[Stored data]
_ _ _ _ _ _ _
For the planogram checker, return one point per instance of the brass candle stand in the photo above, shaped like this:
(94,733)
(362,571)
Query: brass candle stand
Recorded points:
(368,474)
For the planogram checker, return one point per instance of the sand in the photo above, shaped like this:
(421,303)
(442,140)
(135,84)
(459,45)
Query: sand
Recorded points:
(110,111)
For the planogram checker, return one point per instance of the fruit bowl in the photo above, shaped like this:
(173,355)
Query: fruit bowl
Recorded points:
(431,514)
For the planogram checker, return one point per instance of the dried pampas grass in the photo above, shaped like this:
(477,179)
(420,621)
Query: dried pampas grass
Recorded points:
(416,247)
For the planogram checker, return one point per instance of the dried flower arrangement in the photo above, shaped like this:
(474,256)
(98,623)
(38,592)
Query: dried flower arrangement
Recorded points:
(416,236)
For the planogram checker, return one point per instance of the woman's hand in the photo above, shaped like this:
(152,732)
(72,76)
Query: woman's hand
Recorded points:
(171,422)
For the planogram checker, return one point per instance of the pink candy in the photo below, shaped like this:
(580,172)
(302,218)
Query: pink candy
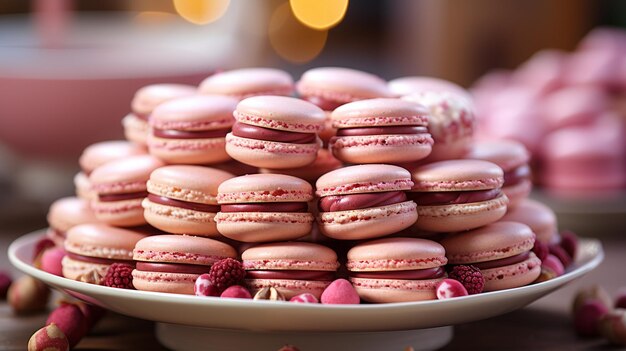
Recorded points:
(449,288)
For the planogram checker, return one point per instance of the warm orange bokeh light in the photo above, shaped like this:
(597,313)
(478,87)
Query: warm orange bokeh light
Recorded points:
(292,40)
(201,11)
(319,14)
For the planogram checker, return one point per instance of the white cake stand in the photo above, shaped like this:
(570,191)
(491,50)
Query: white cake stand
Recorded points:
(192,323)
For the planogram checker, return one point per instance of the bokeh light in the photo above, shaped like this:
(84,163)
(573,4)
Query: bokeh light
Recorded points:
(319,14)
(292,40)
(201,11)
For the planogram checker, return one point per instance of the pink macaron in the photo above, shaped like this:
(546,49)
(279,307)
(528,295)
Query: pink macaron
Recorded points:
(172,263)
(95,155)
(364,201)
(331,87)
(247,82)
(502,252)
(292,268)
(539,217)
(275,132)
(192,130)
(264,207)
(512,157)
(458,195)
(183,199)
(92,248)
(396,269)
(120,187)
(66,213)
(135,124)
(381,131)
(451,123)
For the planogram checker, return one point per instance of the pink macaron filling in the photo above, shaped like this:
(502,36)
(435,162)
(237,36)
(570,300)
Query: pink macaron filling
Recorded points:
(184,134)
(97,260)
(291,274)
(453,197)
(122,196)
(359,201)
(249,131)
(172,268)
(415,274)
(516,175)
(266,207)
(162,200)
(390,130)
(503,261)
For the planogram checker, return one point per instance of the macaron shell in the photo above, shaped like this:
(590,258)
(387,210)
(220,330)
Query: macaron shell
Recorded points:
(136,129)
(271,154)
(263,226)
(264,188)
(282,113)
(458,175)
(391,290)
(363,179)
(381,148)
(73,269)
(454,218)
(539,217)
(179,220)
(289,287)
(512,276)
(495,241)
(367,223)
(173,283)
(125,213)
(189,151)
(182,249)
(394,254)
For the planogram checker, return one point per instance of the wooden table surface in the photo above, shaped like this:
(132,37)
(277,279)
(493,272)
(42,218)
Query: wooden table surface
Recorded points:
(543,325)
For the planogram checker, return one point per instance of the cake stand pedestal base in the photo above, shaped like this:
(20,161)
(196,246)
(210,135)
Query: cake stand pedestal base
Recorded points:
(186,338)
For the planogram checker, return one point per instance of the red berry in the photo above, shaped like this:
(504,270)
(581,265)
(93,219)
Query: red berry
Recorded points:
(226,272)
(470,276)
(119,275)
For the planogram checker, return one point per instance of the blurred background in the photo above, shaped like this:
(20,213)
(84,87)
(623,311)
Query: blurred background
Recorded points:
(68,69)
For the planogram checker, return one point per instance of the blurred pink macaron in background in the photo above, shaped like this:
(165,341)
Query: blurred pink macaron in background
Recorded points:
(396,269)
(364,201)
(172,263)
(264,207)
(182,199)
(458,195)
(121,187)
(275,132)
(539,217)
(450,122)
(247,82)
(331,87)
(95,155)
(381,131)
(192,130)
(66,213)
(92,248)
(135,124)
(292,268)
(502,252)
(513,158)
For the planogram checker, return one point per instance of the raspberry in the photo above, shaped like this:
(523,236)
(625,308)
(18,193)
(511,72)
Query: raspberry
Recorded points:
(226,272)
(470,276)
(119,275)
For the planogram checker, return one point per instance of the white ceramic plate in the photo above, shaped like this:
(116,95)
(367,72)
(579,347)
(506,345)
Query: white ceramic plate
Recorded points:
(283,316)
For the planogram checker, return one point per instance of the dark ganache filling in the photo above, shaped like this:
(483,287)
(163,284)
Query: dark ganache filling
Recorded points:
(162,200)
(249,131)
(359,201)
(453,197)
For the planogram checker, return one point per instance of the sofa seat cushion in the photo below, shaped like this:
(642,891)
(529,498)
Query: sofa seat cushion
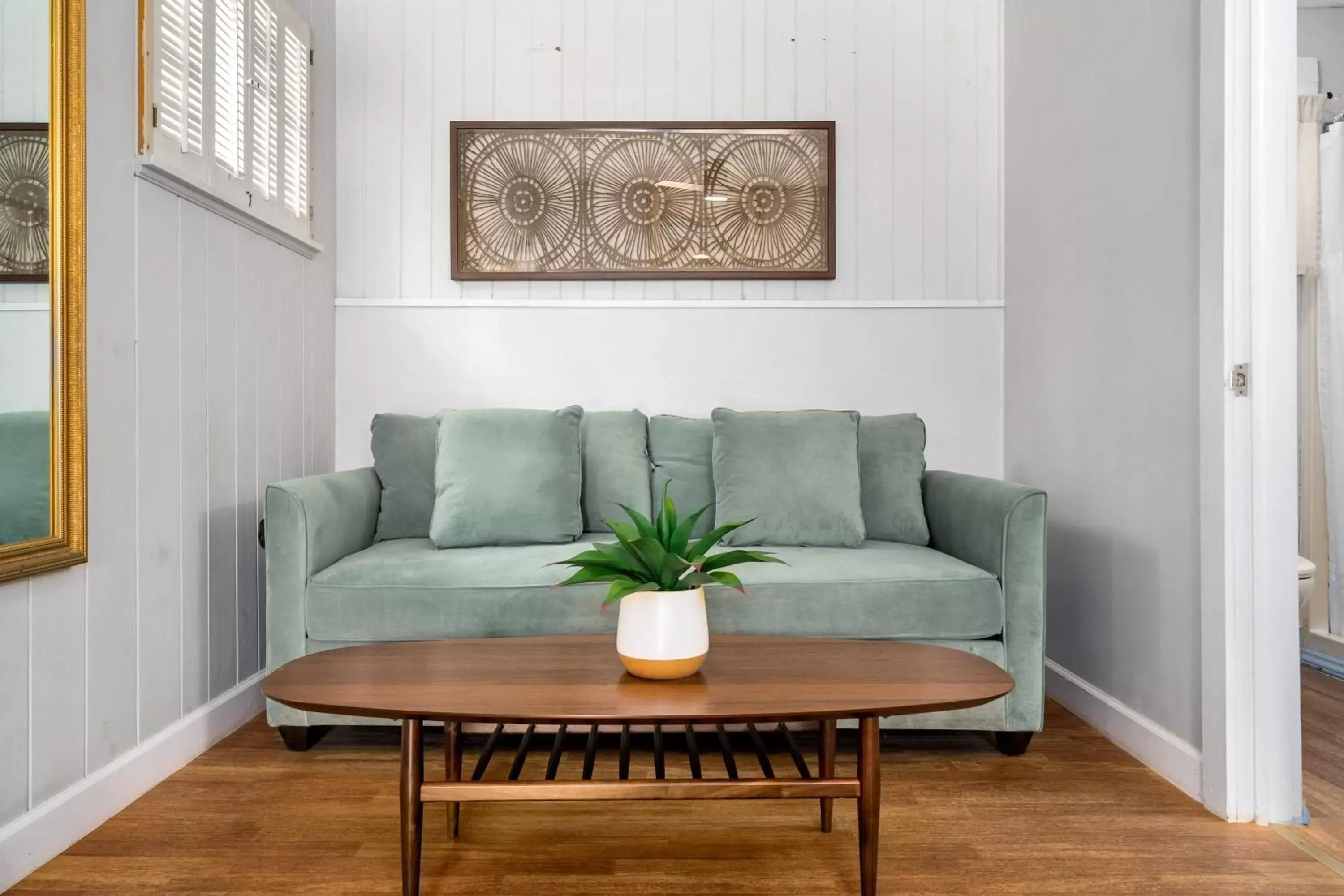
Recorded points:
(406,590)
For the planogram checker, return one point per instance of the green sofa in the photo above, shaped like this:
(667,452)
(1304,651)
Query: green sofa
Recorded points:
(979,586)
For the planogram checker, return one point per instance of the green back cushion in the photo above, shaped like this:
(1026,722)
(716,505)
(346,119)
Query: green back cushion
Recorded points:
(795,474)
(890,473)
(683,461)
(25,476)
(507,477)
(404,460)
(616,466)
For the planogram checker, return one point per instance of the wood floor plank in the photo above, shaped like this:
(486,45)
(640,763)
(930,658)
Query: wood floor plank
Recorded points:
(1073,816)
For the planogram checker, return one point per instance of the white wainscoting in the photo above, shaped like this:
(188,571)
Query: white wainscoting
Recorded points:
(25,357)
(913,86)
(210,370)
(941,363)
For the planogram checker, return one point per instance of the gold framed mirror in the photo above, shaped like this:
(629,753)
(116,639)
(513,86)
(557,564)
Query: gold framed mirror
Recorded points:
(42,300)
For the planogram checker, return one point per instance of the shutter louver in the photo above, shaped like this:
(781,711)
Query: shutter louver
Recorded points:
(296,124)
(265,82)
(181,56)
(230,92)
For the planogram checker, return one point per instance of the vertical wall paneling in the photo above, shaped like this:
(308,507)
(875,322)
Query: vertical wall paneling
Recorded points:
(112,404)
(448,107)
(628,104)
(935,129)
(840,108)
(961,154)
(159,461)
(292,366)
(58,680)
(909,193)
(478,93)
(417,142)
(14,700)
(810,101)
(194,351)
(546,74)
(351,136)
(383,152)
(246,481)
(913,86)
(874,162)
(660,54)
(726,95)
(988,111)
(221,418)
(190,355)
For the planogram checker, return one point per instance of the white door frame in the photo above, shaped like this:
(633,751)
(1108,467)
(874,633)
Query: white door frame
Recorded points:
(1252,715)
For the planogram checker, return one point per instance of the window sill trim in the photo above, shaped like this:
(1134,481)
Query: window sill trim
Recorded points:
(202,195)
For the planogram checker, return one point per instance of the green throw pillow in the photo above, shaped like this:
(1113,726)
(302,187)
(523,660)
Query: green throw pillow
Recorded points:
(890,474)
(404,460)
(683,461)
(616,466)
(507,477)
(795,474)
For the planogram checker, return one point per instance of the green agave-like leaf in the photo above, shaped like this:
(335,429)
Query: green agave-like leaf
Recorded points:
(642,523)
(733,558)
(682,535)
(594,574)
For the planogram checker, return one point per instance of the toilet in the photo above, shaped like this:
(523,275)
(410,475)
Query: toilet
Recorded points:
(1305,582)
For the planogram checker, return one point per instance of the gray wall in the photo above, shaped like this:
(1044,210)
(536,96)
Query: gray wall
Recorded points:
(1101,334)
(210,375)
(1320,34)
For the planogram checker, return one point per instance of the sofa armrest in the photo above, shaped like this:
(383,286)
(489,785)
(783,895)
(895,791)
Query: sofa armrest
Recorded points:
(311,524)
(1000,528)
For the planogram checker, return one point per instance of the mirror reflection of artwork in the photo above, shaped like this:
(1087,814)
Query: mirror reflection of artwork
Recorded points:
(25,187)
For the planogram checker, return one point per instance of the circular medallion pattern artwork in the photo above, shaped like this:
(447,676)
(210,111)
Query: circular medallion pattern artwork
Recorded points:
(640,201)
(25,228)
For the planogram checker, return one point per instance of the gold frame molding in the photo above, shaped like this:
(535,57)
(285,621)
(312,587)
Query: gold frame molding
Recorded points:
(68,543)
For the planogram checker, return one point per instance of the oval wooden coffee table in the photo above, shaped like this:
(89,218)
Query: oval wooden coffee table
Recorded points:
(580,681)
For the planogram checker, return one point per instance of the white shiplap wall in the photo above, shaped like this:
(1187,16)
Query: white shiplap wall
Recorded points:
(913,86)
(210,375)
(25,95)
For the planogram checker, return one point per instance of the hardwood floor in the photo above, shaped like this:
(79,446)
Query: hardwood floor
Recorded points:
(1323,763)
(1073,816)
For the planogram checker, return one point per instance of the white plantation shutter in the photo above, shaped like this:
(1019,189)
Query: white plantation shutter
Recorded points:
(181,82)
(264,152)
(296,121)
(230,86)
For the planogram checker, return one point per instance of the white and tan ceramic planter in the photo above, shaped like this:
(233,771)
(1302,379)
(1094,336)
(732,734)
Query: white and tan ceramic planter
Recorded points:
(663,634)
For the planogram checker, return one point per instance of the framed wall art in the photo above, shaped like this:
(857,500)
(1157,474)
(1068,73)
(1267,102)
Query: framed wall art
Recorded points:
(25,203)
(643,201)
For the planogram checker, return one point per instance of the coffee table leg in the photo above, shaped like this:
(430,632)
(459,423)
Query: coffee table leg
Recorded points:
_ _ _ _ _ _ _
▸ WHAT TO WORK ON:
Starting at the line with "the white and", copy every line up to and including the last one in the entries above.

▸ TASK OUTPUT:
For the planogram checker, return one point per instance of the white and tan ceramic planter in the photo above, shaped like this:
(233,771)
(1302,379)
(1094,336)
(732,734)
Query: white and tan ceramic planter
Recorded points:
(663,634)
For the planogram checker, return one point per instance of the framed wall art in the photo above, shaped like this:
(857,500)
(1157,474)
(1068,73)
(1267,102)
Query: framed wall art
Recorded points:
(25,203)
(643,201)
For the planogram checker, return one point per instance of the coffee table leg in the photo above, shaped like this:
(430,632)
(459,423)
Query: coffee table leg
Recorded points:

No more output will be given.